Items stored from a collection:

----------

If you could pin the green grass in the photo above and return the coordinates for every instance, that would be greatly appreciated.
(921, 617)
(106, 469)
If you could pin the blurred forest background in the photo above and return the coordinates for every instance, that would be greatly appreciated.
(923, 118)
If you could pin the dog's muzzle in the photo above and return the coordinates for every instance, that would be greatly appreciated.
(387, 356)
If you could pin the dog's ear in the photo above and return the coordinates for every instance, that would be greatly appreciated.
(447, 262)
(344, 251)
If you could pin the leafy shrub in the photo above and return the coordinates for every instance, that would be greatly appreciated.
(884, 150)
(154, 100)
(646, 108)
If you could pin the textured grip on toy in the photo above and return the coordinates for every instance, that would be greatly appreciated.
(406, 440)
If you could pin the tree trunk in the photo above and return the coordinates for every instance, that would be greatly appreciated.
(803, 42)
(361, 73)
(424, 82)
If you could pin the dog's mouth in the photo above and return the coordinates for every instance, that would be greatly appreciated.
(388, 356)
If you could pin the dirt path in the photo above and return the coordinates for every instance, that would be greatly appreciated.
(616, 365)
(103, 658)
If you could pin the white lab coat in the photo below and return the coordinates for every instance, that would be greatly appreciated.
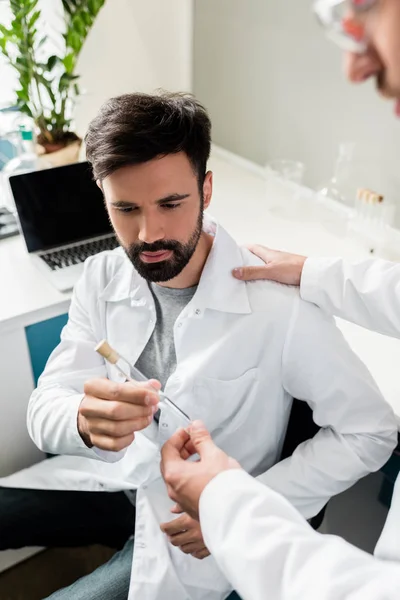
(243, 351)
(268, 551)
(260, 542)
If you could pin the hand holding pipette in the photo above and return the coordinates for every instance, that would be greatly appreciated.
(129, 371)
(110, 413)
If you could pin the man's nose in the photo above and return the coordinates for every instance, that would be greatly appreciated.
(151, 230)
(360, 67)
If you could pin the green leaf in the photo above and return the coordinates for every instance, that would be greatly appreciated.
(74, 41)
(69, 62)
(23, 95)
(24, 108)
(5, 31)
(42, 41)
(33, 19)
(79, 26)
(51, 63)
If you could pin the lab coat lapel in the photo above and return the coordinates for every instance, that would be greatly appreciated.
(128, 305)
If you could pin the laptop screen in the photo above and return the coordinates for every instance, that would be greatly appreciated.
(59, 206)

----------

Objective:
Print all of the lines above word for word, leaving the pictures out.

Exercise answer:
If you could pin the green grass in the photo above and return the coordinates for every instance, that would be greatly appreciated.
(921, 617)
(106, 469)
If you could pin the blurred forest background in the photo above and return the coordinates for every instance, that would be greatly appreciated.
(923, 118)
If you could pin the dog's muzzle in the photo above and return the coordinates for every instance, that would be greatly appreciated.
(387, 356)
If you could pin the dog's ear in the photo above and return the coordinates for every instance, that would be greatly appreciated.
(447, 262)
(344, 251)
If you could pin the leafy shrub in the photo above and return the coordinates for every instance, that would be greatly appreciated.
(884, 150)
(154, 100)
(646, 108)
If you could pin the textured grip on toy in the photo above and return the coordinates for every instance, that would be greatly appreciated.
(406, 440)
If you could pin the tree trunk in the photo above and return the coordinates for every instance, that would be greatly appreciated.
(803, 42)
(361, 73)
(424, 82)
If you could pin the dog's mouth in the photo above and return the coordinates for every instance, that would be greatly appreciated.
(388, 356)
If you could pin the dirt path in the photo above and return the coordinates for every instance, that would be greatly appreciated.
(616, 365)
(103, 658)
If you could pin the white lab coat in the photo below and return the coordinates for every instance, that would be greatly appreciated.
(243, 351)
(268, 551)
(260, 542)
If you could pin the hand holding pipette in the photo above and return the coordinates for every instance, that would be greatly appreciated.
(129, 371)
(110, 413)
If you could pin the man's nose in the photo above and return the coordinates for every instance, that would be greatly appreciated.
(151, 230)
(360, 67)
If you could pin the green leaf in the photo above and return the coordinates for every instance, that would be greatly appreciated.
(74, 41)
(69, 62)
(23, 95)
(24, 108)
(5, 31)
(42, 41)
(33, 19)
(79, 26)
(51, 63)
If you could pin the lab coat lapel in the photo above and return the coordinates for every instance, that would be greatly appreciated.
(128, 305)
If you could pin the laptop screen in the photo above and return the coordinates for every instance, that would be greatly appreciated.
(59, 206)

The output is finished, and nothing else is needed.